» Brano:
------------------------------------------------------------

Cattiveria e crudeltà delle anime nere di tutta Italia

In questo blog potrai leggere e vedere le immagini della crudeltà e della cattiveria umana .
Da Nord a Sud, isole comprese, una passerella di azioni vergognose, criminali, inumane, un repertorio di incuria, freddezza, avidità e ruberia.
La bassezza d'animo dell'essere umano viene portata alla luce.
Tutto compiuto contro creature deboli ed indifese, senza tutela reale e spesso ridotte senza dignità.
Quando decidi di andare in vacanza, scegli il tuo luogo di villeggiatura anche con questo parametro :
chi abita in questo posto ?

Al cuore del problema

Ogni anno migliaia di cani vengono introdotti nei canili esistenti nel nostro Paese. Nei canili migliori solo alcuni riacquistano dignità attraverso l'adozione. In altri li aspettano malattie, sbranamenti o comunque la fine naturale della vita trascorsa dietro le sbarre. Il tutto con costi altissimi per le amministrazioni. Aiutateci a dire basta. Il fenomeno del randagismo si può controllare e sconfiggere.

------------------------------------------------------------

» Istruzioni:
1: Nel brano, che cosa fa riacquistare dignità ad alcuni cani nei canili migliori?
2: Traduci in inglese questa frase del brano: "Il fenomeno del randagismo si può controllare e sconfiggere."

------------------------------------------------------------

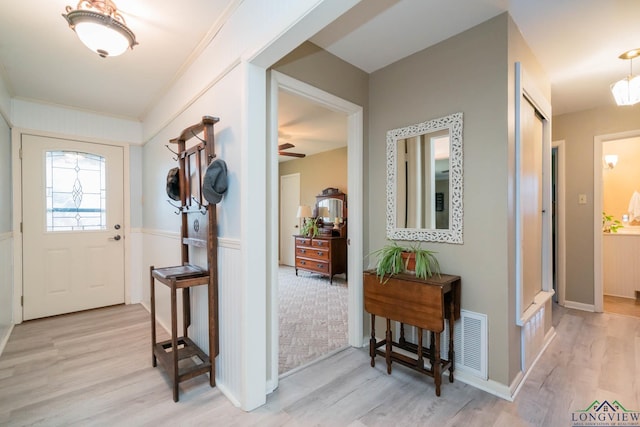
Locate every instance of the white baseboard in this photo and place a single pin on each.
(492, 387)
(580, 306)
(517, 385)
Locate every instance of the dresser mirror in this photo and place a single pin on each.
(424, 181)
(331, 208)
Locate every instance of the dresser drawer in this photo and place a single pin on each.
(312, 265)
(320, 243)
(303, 241)
(311, 252)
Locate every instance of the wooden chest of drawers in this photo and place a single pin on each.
(322, 255)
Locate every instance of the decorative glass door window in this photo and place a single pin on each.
(75, 191)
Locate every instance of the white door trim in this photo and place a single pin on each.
(16, 138)
(525, 88)
(355, 202)
(598, 140)
(286, 239)
(561, 256)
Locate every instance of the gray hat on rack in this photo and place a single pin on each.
(173, 184)
(215, 184)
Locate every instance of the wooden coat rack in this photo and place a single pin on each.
(179, 354)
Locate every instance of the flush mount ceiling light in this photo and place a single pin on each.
(627, 90)
(100, 27)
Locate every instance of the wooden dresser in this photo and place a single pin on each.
(323, 255)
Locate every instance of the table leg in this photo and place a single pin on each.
(186, 311)
(152, 293)
(452, 353)
(372, 341)
(432, 349)
(437, 367)
(174, 341)
(388, 346)
(420, 360)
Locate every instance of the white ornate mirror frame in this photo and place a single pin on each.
(453, 234)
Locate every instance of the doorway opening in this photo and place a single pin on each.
(354, 125)
(313, 307)
(619, 236)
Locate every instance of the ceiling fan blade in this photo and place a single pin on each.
(284, 153)
(285, 146)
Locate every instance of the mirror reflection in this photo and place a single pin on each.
(424, 181)
(329, 209)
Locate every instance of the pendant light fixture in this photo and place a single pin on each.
(100, 27)
(627, 90)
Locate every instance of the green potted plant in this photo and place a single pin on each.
(310, 227)
(394, 259)
(610, 225)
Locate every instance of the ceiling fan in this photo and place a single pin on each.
(286, 146)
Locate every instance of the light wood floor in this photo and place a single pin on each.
(94, 368)
(618, 305)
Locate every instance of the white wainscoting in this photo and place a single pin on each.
(138, 271)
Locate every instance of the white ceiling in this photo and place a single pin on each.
(576, 41)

------------------------------------------------------------

» Soluzioni:
1: L'adozione.

2: The phenomenon of stray animals can be controlled and defeated.